:: Task instructions ::
Format as a numbered list the lines of the material below, omitting any blank lines. Begin with the line that contains "Segment the antenna" and stop after the line that contains "69L378 68L377 71L376".

>> BEGIN Raw records

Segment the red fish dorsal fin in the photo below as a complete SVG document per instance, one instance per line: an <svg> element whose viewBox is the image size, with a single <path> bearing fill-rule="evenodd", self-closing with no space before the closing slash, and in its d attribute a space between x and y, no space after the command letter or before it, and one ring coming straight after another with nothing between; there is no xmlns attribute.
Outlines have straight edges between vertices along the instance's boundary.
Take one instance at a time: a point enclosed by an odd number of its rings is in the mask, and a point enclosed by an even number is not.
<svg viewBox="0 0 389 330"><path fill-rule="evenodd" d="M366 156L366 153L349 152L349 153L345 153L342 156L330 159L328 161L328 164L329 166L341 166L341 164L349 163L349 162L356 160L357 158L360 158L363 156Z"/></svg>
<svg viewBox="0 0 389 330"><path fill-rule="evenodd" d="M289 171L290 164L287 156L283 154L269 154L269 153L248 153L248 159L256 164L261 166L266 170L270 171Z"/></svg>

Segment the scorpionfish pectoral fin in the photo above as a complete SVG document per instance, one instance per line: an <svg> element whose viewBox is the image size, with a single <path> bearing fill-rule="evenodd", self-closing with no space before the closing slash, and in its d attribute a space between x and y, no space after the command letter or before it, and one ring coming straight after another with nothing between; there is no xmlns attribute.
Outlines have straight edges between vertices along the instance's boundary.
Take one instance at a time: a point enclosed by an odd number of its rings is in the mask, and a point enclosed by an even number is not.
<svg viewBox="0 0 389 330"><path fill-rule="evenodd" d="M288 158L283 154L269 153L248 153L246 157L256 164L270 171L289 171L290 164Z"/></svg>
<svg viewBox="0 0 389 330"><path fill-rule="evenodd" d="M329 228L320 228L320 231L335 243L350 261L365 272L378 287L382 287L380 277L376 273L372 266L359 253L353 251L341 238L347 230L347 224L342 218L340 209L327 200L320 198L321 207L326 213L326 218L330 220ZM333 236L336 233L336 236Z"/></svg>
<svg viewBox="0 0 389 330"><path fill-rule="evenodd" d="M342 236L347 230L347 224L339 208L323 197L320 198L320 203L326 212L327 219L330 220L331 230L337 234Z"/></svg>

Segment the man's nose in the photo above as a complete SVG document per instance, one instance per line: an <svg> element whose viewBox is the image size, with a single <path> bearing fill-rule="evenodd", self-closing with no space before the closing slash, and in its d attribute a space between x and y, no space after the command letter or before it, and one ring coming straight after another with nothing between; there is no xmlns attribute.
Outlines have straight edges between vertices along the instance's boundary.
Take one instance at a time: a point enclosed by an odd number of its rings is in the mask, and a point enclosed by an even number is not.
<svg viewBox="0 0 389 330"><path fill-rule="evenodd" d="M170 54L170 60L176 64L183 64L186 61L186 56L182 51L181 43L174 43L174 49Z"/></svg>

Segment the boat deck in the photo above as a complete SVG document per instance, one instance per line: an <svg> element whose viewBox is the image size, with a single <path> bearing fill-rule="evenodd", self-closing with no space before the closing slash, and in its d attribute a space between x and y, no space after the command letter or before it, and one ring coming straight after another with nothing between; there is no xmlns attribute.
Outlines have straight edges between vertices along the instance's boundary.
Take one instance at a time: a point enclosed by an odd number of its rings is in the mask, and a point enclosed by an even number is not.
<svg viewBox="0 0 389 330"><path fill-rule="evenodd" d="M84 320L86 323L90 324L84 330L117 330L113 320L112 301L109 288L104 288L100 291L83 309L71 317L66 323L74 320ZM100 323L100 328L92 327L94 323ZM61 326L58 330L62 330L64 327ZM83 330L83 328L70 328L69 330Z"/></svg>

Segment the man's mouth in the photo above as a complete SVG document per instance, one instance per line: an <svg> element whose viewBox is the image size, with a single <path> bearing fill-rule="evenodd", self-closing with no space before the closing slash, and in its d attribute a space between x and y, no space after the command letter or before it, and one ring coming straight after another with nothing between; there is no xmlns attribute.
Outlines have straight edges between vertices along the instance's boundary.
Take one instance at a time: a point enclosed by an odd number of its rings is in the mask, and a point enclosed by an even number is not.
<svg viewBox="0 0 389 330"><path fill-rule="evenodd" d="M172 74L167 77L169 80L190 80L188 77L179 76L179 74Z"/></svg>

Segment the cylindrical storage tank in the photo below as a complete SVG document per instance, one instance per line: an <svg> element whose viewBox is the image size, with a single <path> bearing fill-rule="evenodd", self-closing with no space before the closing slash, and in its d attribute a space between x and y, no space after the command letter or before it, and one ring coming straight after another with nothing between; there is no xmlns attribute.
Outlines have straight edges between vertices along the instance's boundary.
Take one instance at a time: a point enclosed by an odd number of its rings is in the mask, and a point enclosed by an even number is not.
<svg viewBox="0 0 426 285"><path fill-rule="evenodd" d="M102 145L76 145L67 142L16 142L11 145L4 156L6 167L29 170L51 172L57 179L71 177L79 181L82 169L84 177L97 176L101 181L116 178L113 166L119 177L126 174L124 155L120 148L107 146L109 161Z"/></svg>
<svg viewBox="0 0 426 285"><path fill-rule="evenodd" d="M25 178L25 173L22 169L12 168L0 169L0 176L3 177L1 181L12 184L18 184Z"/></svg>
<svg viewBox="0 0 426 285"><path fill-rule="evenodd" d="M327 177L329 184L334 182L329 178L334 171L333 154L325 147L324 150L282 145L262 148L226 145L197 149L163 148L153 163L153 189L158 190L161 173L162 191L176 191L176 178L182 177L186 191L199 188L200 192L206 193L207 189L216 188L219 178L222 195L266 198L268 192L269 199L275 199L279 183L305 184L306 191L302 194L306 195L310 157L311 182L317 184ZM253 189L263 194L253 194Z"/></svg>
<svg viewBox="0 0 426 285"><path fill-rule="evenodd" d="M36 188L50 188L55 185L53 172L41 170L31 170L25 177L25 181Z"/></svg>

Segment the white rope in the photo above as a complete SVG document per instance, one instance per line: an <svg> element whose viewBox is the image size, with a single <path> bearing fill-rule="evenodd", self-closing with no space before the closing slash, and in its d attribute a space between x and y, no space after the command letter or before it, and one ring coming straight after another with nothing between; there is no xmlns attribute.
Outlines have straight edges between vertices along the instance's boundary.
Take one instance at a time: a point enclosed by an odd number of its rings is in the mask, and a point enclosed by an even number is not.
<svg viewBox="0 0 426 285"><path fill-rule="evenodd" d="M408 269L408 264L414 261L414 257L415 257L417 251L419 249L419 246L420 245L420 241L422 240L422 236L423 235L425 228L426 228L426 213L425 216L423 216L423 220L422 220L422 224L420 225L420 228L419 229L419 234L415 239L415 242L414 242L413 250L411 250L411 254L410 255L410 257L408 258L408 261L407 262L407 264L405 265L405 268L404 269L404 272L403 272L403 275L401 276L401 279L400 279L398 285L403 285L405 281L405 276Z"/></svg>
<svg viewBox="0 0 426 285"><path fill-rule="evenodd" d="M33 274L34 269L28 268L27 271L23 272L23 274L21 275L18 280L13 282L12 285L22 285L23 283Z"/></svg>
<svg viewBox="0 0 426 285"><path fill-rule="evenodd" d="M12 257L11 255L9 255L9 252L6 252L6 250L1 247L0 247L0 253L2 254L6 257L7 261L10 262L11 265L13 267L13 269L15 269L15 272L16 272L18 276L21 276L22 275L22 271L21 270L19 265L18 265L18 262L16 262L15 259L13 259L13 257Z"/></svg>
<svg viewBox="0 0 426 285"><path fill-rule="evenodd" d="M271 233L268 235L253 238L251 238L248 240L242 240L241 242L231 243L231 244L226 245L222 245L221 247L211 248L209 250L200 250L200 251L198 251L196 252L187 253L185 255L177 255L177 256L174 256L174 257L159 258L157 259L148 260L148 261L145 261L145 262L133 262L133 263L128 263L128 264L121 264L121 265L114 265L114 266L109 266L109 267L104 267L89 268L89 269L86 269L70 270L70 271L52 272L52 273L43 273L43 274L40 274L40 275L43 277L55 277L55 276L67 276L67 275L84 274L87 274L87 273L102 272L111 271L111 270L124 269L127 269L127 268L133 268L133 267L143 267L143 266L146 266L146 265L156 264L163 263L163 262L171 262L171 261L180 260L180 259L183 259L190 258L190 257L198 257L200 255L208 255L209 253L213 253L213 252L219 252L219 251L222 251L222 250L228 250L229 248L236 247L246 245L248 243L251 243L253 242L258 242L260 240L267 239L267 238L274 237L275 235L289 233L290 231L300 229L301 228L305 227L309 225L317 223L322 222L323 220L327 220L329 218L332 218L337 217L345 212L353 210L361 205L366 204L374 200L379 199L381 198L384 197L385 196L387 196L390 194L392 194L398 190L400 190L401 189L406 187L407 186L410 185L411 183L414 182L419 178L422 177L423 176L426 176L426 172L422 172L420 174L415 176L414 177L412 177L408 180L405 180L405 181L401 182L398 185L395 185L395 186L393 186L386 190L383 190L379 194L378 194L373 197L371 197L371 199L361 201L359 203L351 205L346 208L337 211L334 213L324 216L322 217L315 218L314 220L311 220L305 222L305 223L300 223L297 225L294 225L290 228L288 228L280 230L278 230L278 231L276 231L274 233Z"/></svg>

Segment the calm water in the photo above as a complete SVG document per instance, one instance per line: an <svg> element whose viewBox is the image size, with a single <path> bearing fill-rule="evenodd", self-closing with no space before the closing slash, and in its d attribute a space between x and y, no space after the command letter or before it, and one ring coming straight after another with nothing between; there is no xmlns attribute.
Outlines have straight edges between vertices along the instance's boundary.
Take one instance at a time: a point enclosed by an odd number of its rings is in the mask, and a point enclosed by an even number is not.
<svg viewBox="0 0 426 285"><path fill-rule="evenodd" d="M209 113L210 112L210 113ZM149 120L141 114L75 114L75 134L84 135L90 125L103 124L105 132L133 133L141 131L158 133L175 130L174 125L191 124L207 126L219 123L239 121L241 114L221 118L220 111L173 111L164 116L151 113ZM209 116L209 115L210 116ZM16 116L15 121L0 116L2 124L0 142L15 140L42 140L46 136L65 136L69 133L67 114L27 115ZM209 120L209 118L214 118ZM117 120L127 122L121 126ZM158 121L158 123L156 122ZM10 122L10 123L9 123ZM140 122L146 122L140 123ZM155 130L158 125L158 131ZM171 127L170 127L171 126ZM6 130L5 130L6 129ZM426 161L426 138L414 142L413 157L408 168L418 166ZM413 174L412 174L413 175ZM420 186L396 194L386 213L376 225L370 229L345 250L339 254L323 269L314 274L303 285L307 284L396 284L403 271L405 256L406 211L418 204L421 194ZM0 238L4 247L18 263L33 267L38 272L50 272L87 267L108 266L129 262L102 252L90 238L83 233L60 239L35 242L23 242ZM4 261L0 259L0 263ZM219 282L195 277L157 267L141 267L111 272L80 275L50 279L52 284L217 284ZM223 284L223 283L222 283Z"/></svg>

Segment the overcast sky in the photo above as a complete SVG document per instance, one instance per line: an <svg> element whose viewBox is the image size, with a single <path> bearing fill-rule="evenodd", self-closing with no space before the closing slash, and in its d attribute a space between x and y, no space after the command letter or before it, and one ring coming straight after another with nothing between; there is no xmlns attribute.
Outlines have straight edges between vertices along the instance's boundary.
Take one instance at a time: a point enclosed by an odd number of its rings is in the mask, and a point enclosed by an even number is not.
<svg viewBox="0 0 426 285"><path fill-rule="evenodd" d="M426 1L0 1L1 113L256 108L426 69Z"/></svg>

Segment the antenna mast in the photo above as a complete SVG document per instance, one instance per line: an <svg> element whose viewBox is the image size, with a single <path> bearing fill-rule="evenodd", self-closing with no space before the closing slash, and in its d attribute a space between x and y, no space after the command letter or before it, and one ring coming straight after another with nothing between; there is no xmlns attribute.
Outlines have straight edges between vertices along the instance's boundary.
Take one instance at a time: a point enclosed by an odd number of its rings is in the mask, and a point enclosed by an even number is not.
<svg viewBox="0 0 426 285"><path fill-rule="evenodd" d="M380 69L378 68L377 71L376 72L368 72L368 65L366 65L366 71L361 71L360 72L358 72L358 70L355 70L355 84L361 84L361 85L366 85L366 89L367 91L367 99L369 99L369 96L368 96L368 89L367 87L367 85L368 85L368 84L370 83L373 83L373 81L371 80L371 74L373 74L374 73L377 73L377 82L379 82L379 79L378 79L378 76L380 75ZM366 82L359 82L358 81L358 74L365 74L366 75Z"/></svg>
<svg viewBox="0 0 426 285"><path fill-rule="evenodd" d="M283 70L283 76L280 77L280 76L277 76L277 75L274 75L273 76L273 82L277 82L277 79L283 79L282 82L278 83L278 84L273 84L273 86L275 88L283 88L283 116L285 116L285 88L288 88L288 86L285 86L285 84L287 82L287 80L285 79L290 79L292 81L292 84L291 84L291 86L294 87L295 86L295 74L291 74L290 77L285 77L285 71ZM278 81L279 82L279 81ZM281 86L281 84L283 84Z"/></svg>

>> END Raw records

:: Full output ::
1. Segment the antenna mast in the photo above as a complete SVG document per instance, one instance per line: an <svg> element whose viewBox is the image size, with a single <path> bearing fill-rule="evenodd", self-closing with no space before the closing slash, and in its d attribute a space between x and y, no space after the command letter or before it, and one ring coming straight after another with nothing between; there is no xmlns attribute.
2. Outlines have straight edges between vertices along the instance's boundary.
3. Take one instance at a time: a point enclosed by an odd number of its rings is in the mask, and a point enclosed by an even number is not.
4. <svg viewBox="0 0 426 285"><path fill-rule="evenodd" d="M380 69L378 68L377 71L376 72L368 72L368 65L366 65L366 71L361 71L360 72L358 72L358 70L355 70L355 84L361 84L361 85L366 85L366 89L367 91L367 99L369 99L369 96L368 96L368 89L367 87L367 85L368 85L368 84L370 83L373 83L373 81L371 80L371 74L373 74L374 73L377 73L377 82L379 82L379 79L378 79L378 76L380 75ZM366 82L359 82L358 81L358 74L365 74L366 75Z"/></svg>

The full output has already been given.